Modernism always wanted to have it both ways: on the one hand, modernist architecture was supposed to be, in theory, the same in all places; that’s one reason why modernism in architecture was also called the International Style. If all modernist buildings look the same, when you see one you have seen them all: no need for further travel. Yet throughout the 20th century modernist culture and technology enthusiastically endorsed and favored travel. In the 60s we traveled to the Moon, and civil aviation made the world smaller. In modernist culture, travel was good. It made all travelers better, happier humans. It was good to learn foreign languages and to go see distant places. High modernist travel was not only good; it was also cool. The jet setters of the 60s were the coolest citizens of the world. Even later in the 20th century the general expectation was that borderless, seamless travel would keep getting easier and more frequent. Most Europeans of my generation grew up learning two or more foreign languages, and it was not unusual until recently to be born in one country, to study in another, and find one’s first job in a third one. That was seen as an opportunity, not as a deprivation.
Well, no more. Times have changed, and the tide has turned. Put the above trend into reverse, and go back to square one–or possibly even further. Travel today is bad; it is uncool. If you say you travel–no matter the reason: personal or professional, tourism or work–cool people look down on you. Some very cool people may even stop speaking to you. If you travel to earn your living, you are a loser. If you travel to see places, or to learn, you are an enemy of the planet.

*MATERIAL PROVIDED*
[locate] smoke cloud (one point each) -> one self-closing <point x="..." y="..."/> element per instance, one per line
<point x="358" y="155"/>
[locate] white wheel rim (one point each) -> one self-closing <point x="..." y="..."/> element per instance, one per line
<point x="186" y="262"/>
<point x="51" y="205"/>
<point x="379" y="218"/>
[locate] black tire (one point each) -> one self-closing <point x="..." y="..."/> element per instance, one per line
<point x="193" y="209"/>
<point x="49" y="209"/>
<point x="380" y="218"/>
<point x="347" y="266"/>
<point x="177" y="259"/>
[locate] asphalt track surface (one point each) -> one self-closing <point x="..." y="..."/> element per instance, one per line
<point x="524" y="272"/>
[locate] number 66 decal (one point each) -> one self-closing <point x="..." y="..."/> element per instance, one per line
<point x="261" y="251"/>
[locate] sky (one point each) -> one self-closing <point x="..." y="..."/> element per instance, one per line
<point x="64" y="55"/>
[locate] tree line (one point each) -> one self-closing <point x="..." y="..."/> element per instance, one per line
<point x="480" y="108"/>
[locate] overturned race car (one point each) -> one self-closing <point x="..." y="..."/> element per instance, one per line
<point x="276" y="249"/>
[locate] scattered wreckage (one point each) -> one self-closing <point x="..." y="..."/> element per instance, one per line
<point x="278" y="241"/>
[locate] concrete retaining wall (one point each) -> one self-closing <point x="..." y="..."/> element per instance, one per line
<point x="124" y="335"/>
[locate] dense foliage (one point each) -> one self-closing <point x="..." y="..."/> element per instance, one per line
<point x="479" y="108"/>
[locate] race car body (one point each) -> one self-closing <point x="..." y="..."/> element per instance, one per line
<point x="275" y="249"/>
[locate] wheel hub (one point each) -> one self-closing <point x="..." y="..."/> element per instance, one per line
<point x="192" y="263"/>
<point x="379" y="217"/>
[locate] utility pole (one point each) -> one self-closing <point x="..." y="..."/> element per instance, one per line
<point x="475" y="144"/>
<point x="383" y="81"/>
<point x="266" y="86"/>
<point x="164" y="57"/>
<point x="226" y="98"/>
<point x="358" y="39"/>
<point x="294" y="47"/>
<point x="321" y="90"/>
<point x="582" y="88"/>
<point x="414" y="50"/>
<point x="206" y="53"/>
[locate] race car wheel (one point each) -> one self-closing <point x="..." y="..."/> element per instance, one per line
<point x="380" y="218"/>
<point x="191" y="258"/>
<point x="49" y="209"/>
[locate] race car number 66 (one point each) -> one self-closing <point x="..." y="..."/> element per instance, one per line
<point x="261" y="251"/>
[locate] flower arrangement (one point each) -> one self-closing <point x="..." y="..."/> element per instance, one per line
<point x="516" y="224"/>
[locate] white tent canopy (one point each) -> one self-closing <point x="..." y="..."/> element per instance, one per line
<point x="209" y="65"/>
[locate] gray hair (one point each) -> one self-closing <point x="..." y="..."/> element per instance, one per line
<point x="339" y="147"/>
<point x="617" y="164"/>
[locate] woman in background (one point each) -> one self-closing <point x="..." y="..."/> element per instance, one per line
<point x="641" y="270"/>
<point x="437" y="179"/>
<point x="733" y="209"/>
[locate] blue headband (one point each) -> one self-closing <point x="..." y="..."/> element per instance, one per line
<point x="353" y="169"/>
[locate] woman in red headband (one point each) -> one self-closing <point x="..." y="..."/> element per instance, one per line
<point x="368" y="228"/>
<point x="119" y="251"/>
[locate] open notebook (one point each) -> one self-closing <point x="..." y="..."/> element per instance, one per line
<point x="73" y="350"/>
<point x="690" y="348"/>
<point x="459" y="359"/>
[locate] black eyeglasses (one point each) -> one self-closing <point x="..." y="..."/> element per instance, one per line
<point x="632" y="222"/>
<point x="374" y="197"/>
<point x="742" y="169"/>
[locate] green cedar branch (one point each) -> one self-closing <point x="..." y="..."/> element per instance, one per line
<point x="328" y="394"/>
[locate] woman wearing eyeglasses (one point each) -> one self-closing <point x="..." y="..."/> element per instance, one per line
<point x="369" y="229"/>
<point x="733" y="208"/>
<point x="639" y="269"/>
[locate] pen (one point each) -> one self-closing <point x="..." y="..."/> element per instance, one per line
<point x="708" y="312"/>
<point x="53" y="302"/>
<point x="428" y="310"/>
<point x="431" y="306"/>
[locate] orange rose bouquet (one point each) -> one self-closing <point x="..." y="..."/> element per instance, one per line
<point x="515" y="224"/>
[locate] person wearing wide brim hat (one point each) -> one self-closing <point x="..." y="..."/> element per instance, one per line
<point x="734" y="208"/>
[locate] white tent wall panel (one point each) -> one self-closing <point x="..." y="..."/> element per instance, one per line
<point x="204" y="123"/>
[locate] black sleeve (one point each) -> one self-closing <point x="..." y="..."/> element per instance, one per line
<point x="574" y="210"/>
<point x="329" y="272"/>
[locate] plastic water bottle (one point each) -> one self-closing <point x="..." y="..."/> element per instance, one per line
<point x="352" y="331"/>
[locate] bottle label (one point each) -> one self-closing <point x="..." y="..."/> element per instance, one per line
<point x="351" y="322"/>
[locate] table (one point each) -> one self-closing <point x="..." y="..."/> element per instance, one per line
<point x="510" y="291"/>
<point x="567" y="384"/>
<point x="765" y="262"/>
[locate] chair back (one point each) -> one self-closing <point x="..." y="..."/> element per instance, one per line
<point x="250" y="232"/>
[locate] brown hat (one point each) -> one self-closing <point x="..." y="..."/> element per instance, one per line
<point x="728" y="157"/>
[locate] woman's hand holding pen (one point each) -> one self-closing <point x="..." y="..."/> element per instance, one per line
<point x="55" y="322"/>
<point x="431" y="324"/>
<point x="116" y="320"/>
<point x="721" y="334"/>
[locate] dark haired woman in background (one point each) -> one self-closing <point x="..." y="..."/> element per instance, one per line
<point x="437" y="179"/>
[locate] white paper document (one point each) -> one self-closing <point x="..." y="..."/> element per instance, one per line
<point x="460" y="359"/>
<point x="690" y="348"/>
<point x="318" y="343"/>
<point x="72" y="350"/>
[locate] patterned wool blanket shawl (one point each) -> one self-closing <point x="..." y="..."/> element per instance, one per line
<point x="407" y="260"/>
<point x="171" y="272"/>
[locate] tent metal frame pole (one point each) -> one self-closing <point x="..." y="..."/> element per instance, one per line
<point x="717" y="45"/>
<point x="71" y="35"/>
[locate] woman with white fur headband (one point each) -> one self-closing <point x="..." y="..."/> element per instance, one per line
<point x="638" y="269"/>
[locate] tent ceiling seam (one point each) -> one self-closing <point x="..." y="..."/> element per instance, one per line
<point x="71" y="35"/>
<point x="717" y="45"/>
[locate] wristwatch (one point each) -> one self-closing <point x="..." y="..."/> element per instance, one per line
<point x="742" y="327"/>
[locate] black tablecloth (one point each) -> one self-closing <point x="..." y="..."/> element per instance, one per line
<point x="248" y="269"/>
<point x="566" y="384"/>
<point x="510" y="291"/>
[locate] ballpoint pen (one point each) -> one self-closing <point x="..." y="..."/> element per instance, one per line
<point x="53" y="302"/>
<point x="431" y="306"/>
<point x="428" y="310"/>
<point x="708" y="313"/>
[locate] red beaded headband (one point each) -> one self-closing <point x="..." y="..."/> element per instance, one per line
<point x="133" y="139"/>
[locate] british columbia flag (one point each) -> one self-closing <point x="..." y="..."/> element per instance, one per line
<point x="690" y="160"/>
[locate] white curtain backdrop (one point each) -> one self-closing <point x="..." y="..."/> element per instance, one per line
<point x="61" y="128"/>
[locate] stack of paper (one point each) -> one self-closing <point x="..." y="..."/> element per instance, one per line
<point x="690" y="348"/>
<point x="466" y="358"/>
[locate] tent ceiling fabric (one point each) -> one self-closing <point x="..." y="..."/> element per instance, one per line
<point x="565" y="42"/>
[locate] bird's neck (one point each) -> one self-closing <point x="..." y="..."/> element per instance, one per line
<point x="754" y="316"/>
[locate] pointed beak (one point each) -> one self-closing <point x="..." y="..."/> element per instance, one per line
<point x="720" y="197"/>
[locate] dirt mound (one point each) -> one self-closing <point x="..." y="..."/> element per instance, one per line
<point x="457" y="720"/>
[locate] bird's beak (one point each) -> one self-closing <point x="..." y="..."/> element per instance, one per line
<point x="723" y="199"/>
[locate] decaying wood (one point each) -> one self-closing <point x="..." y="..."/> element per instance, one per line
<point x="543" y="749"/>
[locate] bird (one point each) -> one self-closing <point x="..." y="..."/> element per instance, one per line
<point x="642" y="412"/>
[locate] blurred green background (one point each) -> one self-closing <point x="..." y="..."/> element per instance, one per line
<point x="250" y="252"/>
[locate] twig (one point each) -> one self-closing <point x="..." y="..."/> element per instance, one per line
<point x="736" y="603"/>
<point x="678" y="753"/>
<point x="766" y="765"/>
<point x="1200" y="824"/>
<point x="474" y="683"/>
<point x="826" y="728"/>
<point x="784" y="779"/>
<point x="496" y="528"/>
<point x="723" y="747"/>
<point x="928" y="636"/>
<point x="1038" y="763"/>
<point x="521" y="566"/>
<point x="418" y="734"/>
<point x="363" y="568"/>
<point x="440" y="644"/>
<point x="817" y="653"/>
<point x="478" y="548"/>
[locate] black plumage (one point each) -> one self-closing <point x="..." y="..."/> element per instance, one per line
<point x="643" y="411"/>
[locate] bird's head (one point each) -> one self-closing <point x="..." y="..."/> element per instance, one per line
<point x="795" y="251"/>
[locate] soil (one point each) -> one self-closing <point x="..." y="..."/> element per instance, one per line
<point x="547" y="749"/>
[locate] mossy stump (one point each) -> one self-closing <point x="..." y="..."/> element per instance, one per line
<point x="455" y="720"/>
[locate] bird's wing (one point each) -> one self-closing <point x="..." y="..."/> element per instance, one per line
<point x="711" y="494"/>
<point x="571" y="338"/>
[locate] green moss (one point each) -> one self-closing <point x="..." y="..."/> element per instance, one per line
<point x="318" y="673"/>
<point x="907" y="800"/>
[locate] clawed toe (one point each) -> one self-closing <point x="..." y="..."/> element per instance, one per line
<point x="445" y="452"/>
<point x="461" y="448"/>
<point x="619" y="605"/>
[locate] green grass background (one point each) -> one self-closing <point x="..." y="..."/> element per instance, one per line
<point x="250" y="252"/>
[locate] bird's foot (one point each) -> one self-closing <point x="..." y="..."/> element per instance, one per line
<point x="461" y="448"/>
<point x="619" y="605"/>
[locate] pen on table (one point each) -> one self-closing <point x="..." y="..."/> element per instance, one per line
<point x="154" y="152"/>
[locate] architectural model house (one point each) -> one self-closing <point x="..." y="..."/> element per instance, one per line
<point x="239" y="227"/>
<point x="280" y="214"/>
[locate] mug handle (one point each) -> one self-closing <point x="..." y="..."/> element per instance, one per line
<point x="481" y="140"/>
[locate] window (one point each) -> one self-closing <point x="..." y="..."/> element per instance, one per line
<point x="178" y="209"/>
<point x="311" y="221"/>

*WHAT THE TASK REQUIRES*
In the passage on modernism and travel, what other name was modernism in architecture given?

*FINISHED TASK*
The International Style.